AIM OF THE EXERCISE: An exact repetition of every entry, with no images, is the required answer.

*** INPUT RECORDS Section Begins ***

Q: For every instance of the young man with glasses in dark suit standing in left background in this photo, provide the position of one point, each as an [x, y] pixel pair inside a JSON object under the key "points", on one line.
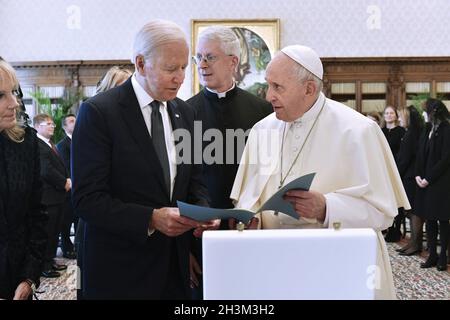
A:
{"points": [[56, 184]]}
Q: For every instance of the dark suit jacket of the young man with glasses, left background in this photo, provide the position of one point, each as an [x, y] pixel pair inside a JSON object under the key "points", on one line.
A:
{"points": [[53, 174]]}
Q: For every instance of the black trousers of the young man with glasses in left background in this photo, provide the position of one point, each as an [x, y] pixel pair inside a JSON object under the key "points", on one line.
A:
{"points": [[55, 215]]}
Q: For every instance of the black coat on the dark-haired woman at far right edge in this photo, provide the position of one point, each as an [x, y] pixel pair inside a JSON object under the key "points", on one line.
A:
{"points": [[433, 164]]}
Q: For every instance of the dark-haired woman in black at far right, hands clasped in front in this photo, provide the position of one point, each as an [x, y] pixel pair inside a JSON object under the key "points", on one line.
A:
{"points": [[433, 180]]}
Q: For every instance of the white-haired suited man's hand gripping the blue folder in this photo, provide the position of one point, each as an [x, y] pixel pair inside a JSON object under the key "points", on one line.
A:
{"points": [[169, 222]]}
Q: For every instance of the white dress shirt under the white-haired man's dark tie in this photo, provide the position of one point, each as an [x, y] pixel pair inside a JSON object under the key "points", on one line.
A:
{"points": [[144, 100]]}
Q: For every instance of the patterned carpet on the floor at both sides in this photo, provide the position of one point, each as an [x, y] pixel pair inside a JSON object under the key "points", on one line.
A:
{"points": [[411, 282]]}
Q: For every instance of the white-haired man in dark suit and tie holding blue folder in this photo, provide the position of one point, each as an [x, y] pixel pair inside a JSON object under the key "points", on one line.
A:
{"points": [[127, 179]]}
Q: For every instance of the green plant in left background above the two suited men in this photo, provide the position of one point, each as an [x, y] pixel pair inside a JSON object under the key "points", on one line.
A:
{"points": [[59, 109]]}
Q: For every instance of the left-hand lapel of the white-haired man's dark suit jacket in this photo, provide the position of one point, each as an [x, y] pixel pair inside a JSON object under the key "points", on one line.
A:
{"points": [[132, 115]]}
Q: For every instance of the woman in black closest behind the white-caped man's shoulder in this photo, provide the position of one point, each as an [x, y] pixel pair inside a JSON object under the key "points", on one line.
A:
{"points": [[394, 134]]}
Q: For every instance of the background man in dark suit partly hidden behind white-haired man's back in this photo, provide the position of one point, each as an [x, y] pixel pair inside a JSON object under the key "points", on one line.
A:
{"points": [[63, 146]]}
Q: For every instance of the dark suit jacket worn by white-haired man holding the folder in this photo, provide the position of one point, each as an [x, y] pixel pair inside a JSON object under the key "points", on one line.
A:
{"points": [[117, 182]]}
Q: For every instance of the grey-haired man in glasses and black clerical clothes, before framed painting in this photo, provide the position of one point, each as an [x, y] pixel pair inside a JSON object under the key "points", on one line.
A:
{"points": [[221, 105]]}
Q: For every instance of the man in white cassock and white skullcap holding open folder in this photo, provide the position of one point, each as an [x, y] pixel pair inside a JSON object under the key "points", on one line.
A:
{"points": [[356, 182]]}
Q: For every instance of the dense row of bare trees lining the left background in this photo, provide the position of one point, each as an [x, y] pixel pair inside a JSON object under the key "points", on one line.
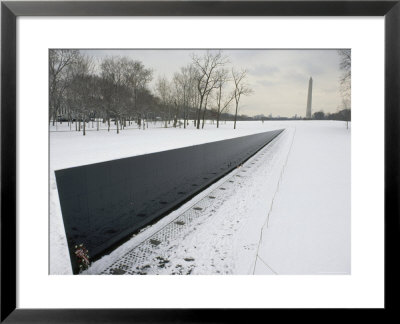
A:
{"points": [[116, 89]]}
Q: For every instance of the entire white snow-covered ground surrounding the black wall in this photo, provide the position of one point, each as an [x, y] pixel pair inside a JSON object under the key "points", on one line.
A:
{"points": [[292, 208]]}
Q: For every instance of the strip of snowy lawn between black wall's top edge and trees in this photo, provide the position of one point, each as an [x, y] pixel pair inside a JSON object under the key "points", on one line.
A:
{"points": [[68, 149]]}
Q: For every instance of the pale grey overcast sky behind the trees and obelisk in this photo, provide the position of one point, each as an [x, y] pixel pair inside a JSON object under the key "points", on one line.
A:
{"points": [[279, 78]]}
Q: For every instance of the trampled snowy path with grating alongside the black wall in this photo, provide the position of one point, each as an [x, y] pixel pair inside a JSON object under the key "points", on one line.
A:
{"points": [[217, 232]]}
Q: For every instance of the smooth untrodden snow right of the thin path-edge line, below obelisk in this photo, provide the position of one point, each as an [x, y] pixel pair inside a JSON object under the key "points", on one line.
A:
{"points": [[309, 226]]}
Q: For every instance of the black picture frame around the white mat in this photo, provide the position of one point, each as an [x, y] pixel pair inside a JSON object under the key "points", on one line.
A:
{"points": [[11, 10]]}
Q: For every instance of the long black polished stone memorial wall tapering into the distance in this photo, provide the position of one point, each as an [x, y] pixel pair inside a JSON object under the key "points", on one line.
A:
{"points": [[103, 203]]}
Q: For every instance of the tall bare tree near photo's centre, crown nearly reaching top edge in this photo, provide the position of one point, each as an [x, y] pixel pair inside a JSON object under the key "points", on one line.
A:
{"points": [[207, 65]]}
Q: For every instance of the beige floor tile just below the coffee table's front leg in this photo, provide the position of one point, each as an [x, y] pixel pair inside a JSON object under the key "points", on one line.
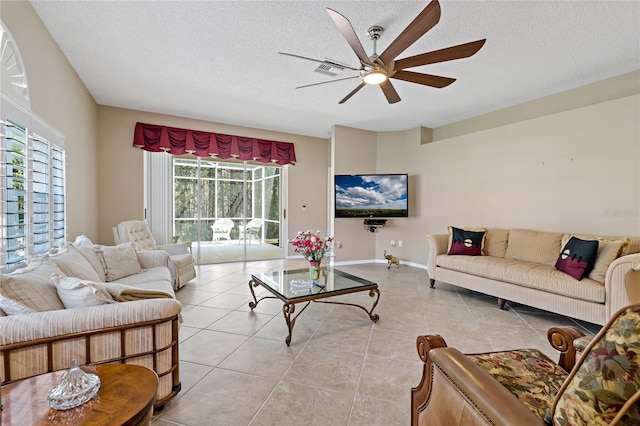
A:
{"points": [[331, 369]]}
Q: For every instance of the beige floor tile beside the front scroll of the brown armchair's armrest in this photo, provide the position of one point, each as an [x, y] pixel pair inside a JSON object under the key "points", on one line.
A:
{"points": [[389, 379]]}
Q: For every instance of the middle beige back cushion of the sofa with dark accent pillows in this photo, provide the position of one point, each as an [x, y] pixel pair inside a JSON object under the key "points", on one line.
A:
{"points": [[534, 246]]}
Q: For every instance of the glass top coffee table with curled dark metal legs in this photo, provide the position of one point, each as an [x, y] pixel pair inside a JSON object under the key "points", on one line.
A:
{"points": [[293, 287]]}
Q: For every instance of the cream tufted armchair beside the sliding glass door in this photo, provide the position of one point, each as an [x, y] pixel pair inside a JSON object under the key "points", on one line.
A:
{"points": [[180, 259]]}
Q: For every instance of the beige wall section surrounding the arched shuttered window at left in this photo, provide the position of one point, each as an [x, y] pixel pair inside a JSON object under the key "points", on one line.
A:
{"points": [[59, 97]]}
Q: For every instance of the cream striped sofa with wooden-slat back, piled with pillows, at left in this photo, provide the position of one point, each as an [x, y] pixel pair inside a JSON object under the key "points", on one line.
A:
{"points": [[136, 321]]}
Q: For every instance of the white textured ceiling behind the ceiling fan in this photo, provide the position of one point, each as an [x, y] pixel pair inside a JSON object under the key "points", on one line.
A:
{"points": [[218, 61]]}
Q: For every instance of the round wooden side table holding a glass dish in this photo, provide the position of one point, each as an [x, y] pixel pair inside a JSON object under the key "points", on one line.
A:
{"points": [[126, 397]]}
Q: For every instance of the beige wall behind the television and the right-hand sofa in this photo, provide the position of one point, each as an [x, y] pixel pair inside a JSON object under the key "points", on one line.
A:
{"points": [[573, 171]]}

*** INPUT RECORDS Section Ends ***

SOLUTION TO THE PROBLEM:
Q: For every instance of the young man with glasses in dark suit standing in left background in this photo, provide the position of one point, each as an [x, y] pixel pair inside a JSON object under the key "points", on one line.
A:
{"points": [[56, 184]]}
Q: For every instance of the dark suit jacket of the young man with glasses, left background in this photo, provide the position of one point, each as an [x, y] pixel pair inside a JSON object under the key "points", on one line.
A:
{"points": [[53, 174]]}
Q: For every instance of the black trousers of the young man with glasses in left background in this photo, provide the position of one point, each as an [x, y] pixel pair inside a JSON object under the key "points", on one line.
A:
{"points": [[55, 215]]}
Q: For every instance of the black coat on the dark-haired woman at far right edge in this photo, provide the position of one point, each as an [x, y] pixel pair inside a JSON object under the key "points", on one line.
A:
{"points": [[433, 164]]}
Q: For every instance of the dark-haired woman in black at far right, hands clasped in front in this photo, provide the position of one point, each as an [x, y] pixel pair inside a JSON object under the key "points", on one line.
A:
{"points": [[433, 180]]}
Q: For every instance of the white-haired suited man's hand gripping the blue folder in this photo, provide the position of one point, each as an [x, y] pixel pair inside a JSON object under the key "points", on one line.
A:
{"points": [[169, 222]]}
Q: For every instance of the white dress shirt under the white-haired man's dark tie in this photo, provide the position of one point, each as an [x, y] pixel pair inside a JSON object under the key "points", on one line.
A:
{"points": [[144, 100]]}
Q: For every instance of the patterned carpet on the floor at both sides in this photo, provide the position of one point, each as an [x, y] pixel pair inside a JSON object under the key "points", on one line.
A:
{"points": [[411, 282]]}
Q: For every instance of the white-haired man in dark suit and tie holding blue folder in this photo, provide the position of one point, each as an [x, y] pixel pair inside a JSON object under the key "points", on one line.
A:
{"points": [[127, 179]]}
Q: For every instance of the green plant in left background above the two suited men in this photo, provide the position of one point, each as an [x, y] pixel pair inside a JSON object under the key "points", on one line.
A:
{"points": [[59, 109]]}
Q: For every instance of the left-hand lapel of the white-haired man's dark suit jacket in this photo, provide the position of one point, each as an [x, y] pixel pair inside a JSON object under the key "points", on one line.
A:
{"points": [[132, 115]]}
Q: For every instance of the woman in black closest behind the white-caped man's shoulder in this photo, provide the position of one point, each as an [x, y] pixel pair inside a JSON object under the key "points", on one line.
A:
{"points": [[394, 134]]}
Q: For every instance of the background man in dark suit partly hidden behind white-haired man's back in this photo, provide the position of one point, each as an [x, y] pixel pair inside a JSON object under the key "points", on one line.
A:
{"points": [[63, 146]]}
Q: For every instance of the dark suit jacket worn by white-haired man holding the folder in this photo, provide the position of one point, each as an [x, y] pixel pair inside a JSON object under the key "points", on one line.
A:
{"points": [[117, 182]]}
Q: For every instance of the grey-haired man in glasses and black clerical clothes, before framed painting in this photo, provide the position of one point, each as an [x, y] pixel pair inside a JSON object under the key "points", on one line.
A:
{"points": [[221, 105]]}
Q: For every instance of the man in white cassock and white skullcap holding open folder in this photo, provide the position of one point, each as an [x, y] pixel pair inside a JSON object under the key "points", on one line.
A:
{"points": [[356, 182]]}
Q: For every instance of the dense row of bare trees lining the left background in this photo, provide the position of one point, each as an [x, y] pixel pair inside a JSON object under the key "points", on one line.
A:
{"points": [[116, 89]]}
Q: For every instance of the entire white snow-covered ground surrounding the black wall in this photo, provide the position of one point, each as an [x, y] pixel pair inside a JSON object under the key "points", on one line.
A:
{"points": [[292, 208]]}
Q: For every instance of the strip of snowy lawn between black wall's top edge and trees in this photo, provide the position of one point, each as an [x, y] pixel pair inside a JSON object under the key "points", on one line.
A:
{"points": [[68, 149]]}
Q: For every instance of the pale grey overcast sky behind the trees and obelisk in this photo, provide the position of one point, each as an [x, y] pixel pair inside a JSON object under the key "points", on one line.
A:
{"points": [[279, 78]]}
Q: For every instance of the trampled snowy path with grating alongside the black wall in this photo, provide the position of one point, each as an [x, y] pixel pair inside a JSON object under the key "points", on one line.
A:
{"points": [[217, 232]]}
Q: For every instance of the smooth untrodden snow right of the thin path-edge line, below obelisk in this photo, provide the position of one point, each as an [x, y] pixel pair inside a JSON object under the key "points", on one line.
A:
{"points": [[309, 226]]}
Q: For every instance of the black picture frame around the white mat in this photo, provide the position of one point, each as an [x, y] pixel pair inside a JSON object under the key "points", on one line.
A:
{"points": [[11, 10]]}
Q: For every instance of the long black polished stone memorial wall tapering into the distance in this photo, provide the position of one point, each as an [x, y] pixel pair inside a JSON object under the key "points", on one line.
A:
{"points": [[103, 203]]}
Q: For every instance of the tall bare tree near photo's centre, crown nearly reaching top edge in this photo, provide the position of one point, each as an [x, y] pixel pair inside a JSON object under the key "points", on one line.
A:
{"points": [[207, 65]]}
Q: For every instance of the beige floor tile just below the coffee table's front leg in this photo, provide the position of one point, each as an [x, y] pixel pair inside a JSON object under the key "points", on one line.
A:
{"points": [[331, 369]]}
Q: For every instance of the beige floor tile beside the front scroll of the brown armchair's armrest in this photo, provide the position of one point, each as an [x, y] pixel pair inside a JSON object under the key "points", on one line.
A:
{"points": [[389, 379]]}
Q: For every instance of the middle beige back cushion of the sofa with dark accent pillows in this photo, provide the position of one point, each as an [x, y] pixel pair inside a JSON object under the key "points", on one line.
A:
{"points": [[534, 246]]}
Q: For every instance of the glass top coffee table with curled dark metal legs in this photo, provide the position of one point, each as an [x, y] pixel pair inside a JSON object under the key "points", on one line.
A:
{"points": [[293, 287]]}
Q: For every instance of the cream tufted armchair beside the sliding glass door in this photo, provide the position of one point, each as an [x, y] pixel pair inside a JSON object under the key "points", on one line.
A:
{"points": [[180, 259]]}
Q: For every instance of the beige wall section surrounding the arched shuttered window at left in this photo, provide the position of one point, each as an [x, y] pixel pair inside a JSON object under the key "points", on one line.
A:
{"points": [[59, 97]]}
Q: For every instance of the cream striped sofa with wooden-slat back, piled with pillows, at left in this photo, provide the position of one point, each as an [x, y] pixel pair inside a JSON object under the key "points", on one line.
A:
{"points": [[136, 321]]}
Q: For every instance of the white textured ceiling behind the ceiling fan in this photo, provide the position of one point, each as an [x, y] pixel pair inside a JSON object under the key "points", on one line.
A:
{"points": [[218, 61]]}
Q: For every instance of the round wooden side table holding a glass dish in this photo, provide the position of one point, each as an [x, y] pixel pair inside a JSON object under the key "points", on one line.
A:
{"points": [[126, 397]]}
Q: For every instance of the beige wall behind the television and the right-hand sofa in this photo, provide the position of one point, each as an [x, y] pixel pair inside a JSON object under the key "points", on one line.
A:
{"points": [[573, 171]]}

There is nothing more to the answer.